(TASK OBJECTIVE) Copy out the material word for word, beginning with the line that contains "Exam Section B, Problem 7: Identify the bird's belly" and ending with the line that contains "111;605;150;638", both lines included.

(Region annotation entries)
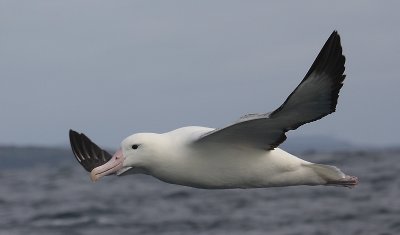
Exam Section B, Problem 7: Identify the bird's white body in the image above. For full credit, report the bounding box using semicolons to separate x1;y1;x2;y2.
122;127;344;189
79;31;357;189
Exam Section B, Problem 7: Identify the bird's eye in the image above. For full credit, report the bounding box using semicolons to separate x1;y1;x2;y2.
132;144;139;149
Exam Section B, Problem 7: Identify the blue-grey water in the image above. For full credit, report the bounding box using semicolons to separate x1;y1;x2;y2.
0;151;400;235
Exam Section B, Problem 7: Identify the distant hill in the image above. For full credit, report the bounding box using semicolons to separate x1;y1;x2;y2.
0;136;388;170
0;146;76;169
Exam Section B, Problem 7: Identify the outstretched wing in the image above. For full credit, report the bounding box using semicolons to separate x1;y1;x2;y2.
69;130;112;172
193;31;345;150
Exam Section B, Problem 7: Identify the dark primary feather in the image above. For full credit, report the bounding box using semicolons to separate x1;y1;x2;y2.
69;130;112;172
194;31;345;150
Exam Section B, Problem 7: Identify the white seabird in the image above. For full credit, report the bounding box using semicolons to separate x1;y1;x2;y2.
70;31;358;189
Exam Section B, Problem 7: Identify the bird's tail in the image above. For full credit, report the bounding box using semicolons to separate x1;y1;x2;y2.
307;164;358;188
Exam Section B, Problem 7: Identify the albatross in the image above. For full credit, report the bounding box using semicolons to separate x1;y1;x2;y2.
69;31;358;189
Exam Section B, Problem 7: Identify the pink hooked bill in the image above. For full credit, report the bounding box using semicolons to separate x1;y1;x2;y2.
90;148;125;182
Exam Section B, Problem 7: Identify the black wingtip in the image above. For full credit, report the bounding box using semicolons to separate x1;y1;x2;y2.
69;129;112;172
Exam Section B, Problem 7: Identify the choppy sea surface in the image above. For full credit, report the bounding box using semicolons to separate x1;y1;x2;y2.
0;151;400;235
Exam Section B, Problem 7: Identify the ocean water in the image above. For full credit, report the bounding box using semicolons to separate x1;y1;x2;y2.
0;151;400;235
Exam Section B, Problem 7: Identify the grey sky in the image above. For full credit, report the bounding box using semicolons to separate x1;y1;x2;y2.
0;0;400;146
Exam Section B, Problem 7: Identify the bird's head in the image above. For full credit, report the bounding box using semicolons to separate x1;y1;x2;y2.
90;133;164;181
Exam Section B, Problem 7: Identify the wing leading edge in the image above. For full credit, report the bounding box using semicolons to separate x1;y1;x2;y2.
193;31;346;150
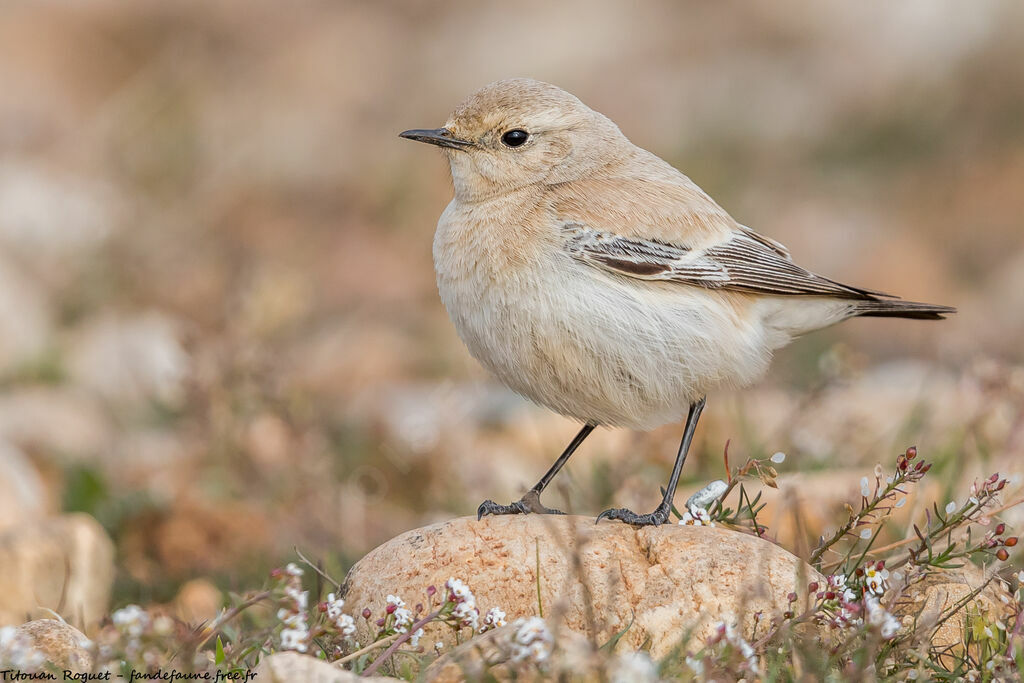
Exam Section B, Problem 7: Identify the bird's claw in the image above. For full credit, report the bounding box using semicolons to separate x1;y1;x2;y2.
476;492;565;520
594;506;669;526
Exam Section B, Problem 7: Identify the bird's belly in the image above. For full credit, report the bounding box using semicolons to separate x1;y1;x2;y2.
438;262;769;429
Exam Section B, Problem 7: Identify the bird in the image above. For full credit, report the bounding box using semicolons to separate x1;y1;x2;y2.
399;78;955;526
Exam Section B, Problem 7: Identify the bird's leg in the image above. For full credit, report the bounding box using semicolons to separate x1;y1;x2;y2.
476;424;595;519
597;396;707;526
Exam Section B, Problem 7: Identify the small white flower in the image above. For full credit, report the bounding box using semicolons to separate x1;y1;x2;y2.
394;607;413;633
511;616;555;664
281;629;309;652
285;586;309;609
864;563;889;595
327;593;345;622
409;629;423;647
334;614;355;638
864;595;900;640
111;605;150;638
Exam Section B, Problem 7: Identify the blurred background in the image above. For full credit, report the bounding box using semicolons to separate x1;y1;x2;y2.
0;0;1024;618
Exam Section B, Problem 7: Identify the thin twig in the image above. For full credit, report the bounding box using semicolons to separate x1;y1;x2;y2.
196;591;272;650
362;609;441;676
867;498;1024;555
334;633;403;664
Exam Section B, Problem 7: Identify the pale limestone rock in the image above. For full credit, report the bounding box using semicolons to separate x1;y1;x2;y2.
0;438;46;531
0;386;113;460
343;515;823;657
256;652;395;683
16;618;93;674
68;311;190;405
0;513;114;628
889;564;1017;667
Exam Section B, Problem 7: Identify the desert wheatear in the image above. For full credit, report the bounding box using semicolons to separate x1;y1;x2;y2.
401;79;953;524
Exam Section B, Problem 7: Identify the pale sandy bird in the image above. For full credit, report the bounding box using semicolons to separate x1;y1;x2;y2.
401;79;954;524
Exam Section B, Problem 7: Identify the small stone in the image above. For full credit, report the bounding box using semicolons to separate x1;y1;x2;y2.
255;652;395;683
11;618;92;674
889;565;1017;667
174;579;224;624
0;513;114;629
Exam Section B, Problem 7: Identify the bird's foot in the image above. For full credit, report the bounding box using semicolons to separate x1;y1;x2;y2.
594;505;669;526
476;490;565;519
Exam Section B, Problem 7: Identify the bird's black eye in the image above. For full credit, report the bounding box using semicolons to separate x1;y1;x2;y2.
502;128;529;147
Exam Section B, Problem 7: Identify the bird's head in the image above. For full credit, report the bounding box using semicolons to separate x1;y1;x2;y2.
401;78;631;202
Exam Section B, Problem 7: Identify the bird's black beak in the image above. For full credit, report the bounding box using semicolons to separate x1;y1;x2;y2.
398;128;473;150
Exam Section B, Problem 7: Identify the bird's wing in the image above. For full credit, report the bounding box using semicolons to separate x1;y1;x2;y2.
562;222;889;299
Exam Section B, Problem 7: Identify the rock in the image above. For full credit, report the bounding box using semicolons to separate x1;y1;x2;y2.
0;249;53;374
342;515;823;658
174;579;224;624
255;652;395;683
0;386;113;460
422;617;604;683
15;618;93;673
0;439;47;531
68;311;189;405
0;513;114;629
889;564;1017;668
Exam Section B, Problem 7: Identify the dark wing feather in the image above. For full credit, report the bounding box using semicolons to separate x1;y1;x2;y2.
563;223;888;300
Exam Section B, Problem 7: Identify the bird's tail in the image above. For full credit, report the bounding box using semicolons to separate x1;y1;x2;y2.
854;299;956;321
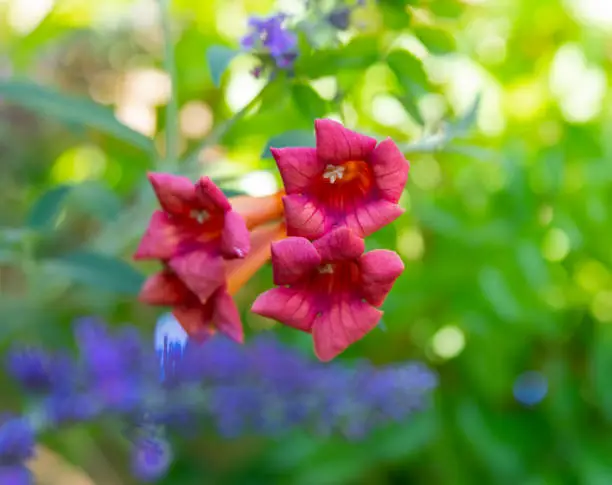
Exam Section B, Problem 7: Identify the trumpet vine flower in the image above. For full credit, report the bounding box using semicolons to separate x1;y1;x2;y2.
271;119;409;240
252;227;404;361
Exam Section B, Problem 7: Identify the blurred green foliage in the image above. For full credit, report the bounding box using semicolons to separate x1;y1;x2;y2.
0;0;612;485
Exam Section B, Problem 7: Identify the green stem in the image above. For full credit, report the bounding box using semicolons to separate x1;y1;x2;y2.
93;81;270;254
157;0;179;169
181;83;270;172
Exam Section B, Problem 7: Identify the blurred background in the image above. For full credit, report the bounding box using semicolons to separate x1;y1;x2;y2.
0;0;612;485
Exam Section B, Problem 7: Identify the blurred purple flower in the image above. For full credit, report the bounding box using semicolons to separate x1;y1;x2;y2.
0;418;36;464
0;465;34;485
132;437;172;482
0;319;436;484
240;14;297;70
6;347;72;392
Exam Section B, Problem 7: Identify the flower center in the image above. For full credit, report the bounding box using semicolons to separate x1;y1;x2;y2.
323;165;346;184
189;209;210;224
310;261;360;298
319;263;334;274
311;160;374;212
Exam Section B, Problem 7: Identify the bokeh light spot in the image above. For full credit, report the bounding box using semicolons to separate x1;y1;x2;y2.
397;227;425;261
512;371;548;406
549;44;607;123
154;313;189;352
542;228;570;261
239;170;278;197
574;259;612;294
7;0;55;35
431;325;465;359
565;0;612;29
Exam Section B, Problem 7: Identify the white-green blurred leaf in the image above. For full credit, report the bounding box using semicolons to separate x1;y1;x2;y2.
261;130;315;158
46;251;144;295
27;185;72;230
0;79;154;153
206;45;239;87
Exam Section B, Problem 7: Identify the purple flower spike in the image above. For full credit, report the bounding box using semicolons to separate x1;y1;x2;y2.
0;465;34;485
0;418;36;464
132;437;172;482
6;347;73;393
240;14;297;69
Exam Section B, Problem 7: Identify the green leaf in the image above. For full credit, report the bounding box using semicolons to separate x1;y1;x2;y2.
70;181;121;221
46;251;144;295
395;93;425;126
378;0;412;30
291;84;329;121
414;26;455;55
0;80;154;153
27;185;72;230
206;45;239;87
261;130;315;158
387;50;431;95
427;0;464;18
478;266;521;321
295;36;380;79
448;94;482;137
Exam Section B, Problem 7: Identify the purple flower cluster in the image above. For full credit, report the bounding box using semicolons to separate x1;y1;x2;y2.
0;417;36;485
240;14;297;77
0;319;436;485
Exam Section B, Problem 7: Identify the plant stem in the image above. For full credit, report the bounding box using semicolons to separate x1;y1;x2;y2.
157;0;179;169
93;82;270;254
181;83;271;171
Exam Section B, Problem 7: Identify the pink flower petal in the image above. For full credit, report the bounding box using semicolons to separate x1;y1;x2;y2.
221;211;251;259
196;177;232;213
147;172;196;215
134;211;188;260
172;304;216;343
345;199;404;237
272;237;321;285
359;249;404;306
138;271;191;306
212;288;244;344
283;195;325;239
370;138;410;202
169;248;225;303
313;227;365;261
312;298;382;362
315;119;376;163
270;147;325;194
251;287;316;332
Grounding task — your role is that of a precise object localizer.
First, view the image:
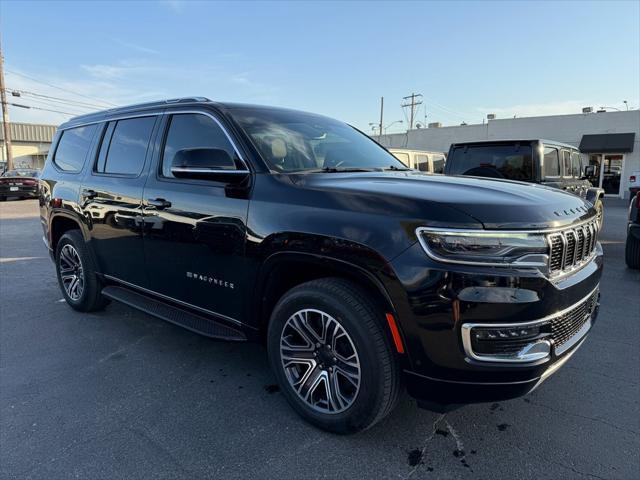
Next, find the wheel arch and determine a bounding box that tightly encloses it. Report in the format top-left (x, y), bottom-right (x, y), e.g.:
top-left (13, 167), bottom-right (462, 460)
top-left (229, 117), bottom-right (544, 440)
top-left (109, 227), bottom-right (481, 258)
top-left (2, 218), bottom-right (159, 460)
top-left (49, 212), bottom-right (87, 252)
top-left (252, 252), bottom-right (396, 339)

(SOLUTION BELOW)
Exam Section B, Problem 7: Identify the bird's belly in the image above. For full credit, report the bounding box using semicolons to separate x1;y1;x2;y2.
438;262;769;429
Exam Section B, Problem 7: Identify the bird in the image above. For full credit, report the bounding box using semicolons to separate x1;y1;x2;y2.
399;78;955;526
Exam Section B, Problem 7: Identify the bird's leg in the image above. For full credit, report the bounding box using semicolons to separate x1;y1;x2;y2.
476;424;595;519
597;396;707;526
Exam Section B, Problem 7: Identify the small white flower in the image above. For full credit, report the bounding box using semicolons to separate x1;y1;x2;y2.
394;607;413;633
511;616;555;664
281;629;309;652
285;586;309;609
864;563;889;595
327;593;345;622
409;629;423;647
334;614;355;638
864;595;900;640
111;605;150;638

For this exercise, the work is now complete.